Lay out the stretch of the material from the line containing "Target: vine stem" through the end of the material as a Markdown table with the columns Row and Line. Give each line its own row with a number, and leave out blank lines.

============

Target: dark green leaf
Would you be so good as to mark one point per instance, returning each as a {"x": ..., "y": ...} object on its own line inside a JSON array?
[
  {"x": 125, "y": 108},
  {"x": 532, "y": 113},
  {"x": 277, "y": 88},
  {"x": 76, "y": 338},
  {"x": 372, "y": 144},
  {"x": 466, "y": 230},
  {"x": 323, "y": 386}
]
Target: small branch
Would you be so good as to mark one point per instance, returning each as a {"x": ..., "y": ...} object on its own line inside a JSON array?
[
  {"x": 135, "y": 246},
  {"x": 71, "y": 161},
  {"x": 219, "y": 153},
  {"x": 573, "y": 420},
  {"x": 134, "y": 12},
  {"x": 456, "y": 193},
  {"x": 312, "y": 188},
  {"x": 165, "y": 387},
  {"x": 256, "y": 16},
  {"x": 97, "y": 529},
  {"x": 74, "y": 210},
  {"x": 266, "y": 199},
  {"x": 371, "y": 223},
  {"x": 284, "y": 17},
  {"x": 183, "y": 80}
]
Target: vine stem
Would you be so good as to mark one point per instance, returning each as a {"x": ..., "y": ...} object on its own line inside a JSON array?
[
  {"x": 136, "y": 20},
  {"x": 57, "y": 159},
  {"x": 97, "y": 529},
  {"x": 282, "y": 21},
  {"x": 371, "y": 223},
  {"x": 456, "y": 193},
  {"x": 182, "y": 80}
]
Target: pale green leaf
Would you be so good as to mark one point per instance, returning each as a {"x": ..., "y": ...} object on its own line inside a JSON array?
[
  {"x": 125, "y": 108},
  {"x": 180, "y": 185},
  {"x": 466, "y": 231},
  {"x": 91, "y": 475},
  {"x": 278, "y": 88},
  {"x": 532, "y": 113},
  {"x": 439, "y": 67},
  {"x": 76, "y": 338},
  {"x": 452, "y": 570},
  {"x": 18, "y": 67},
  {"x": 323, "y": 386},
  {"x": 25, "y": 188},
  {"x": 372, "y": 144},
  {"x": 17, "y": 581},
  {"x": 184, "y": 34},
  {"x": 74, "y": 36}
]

============

● **Task answer**:
| Row | Line |
|---|---|
| 1 | Target: vine stem |
| 2 | Would you be so good as to mark one point per instance, returning each as a {"x": ..., "y": ...} object on its own line inside a JSON array? |
| 3 | [ |
| 4 |   {"x": 136, "y": 20}, |
| 5 |   {"x": 57, "y": 159}, |
| 6 |   {"x": 97, "y": 529}, |
| 7 |   {"x": 282, "y": 21}, |
| 8 |   {"x": 371, "y": 223}, |
| 9 |   {"x": 456, "y": 193}, |
| 10 |   {"x": 182, "y": 80} |
| 11 | ] |
| 12 | Target: pale green leaf |
| 13 | Would you be so good as to mark one point per instance, returning each as a {"x": ..., "y": ...} object on its own line inside a JSON array? |
| 14 | [ |
| 15 |   {"x": 125, "y": 108}, |
| 16 |   {"x": 180, "y": 185}, |
| 17 |   {"x": 466, "y": 231}, |
| 18 |   {"x": 91, "y": 475}, |
| 19 |   {"x": 278, "y": 88}, |
| 20 |   {"x": 532, "y": 113}, |
| 21 |   {"x": 439, "y": 67}, |
| 22 |   {"x": 76, "y": 338}, |
| 23 |   {"x": 452, "y": 570}, |
| 24 |   {"x": 18, "y": 67}, |
| 25 |   {"x": 323, "y": 386}, |
| 26 |   {"x": 25, "y": 188}, |
| 27 |   {"x": 372, "y": 144}, |
| 28 |   {"x": 17, "y": 581}, |
| 29 |   {"x": 184, "y": 34}, |
| 30 |   {"x": 74, "y": 36} |
| 31 | ] |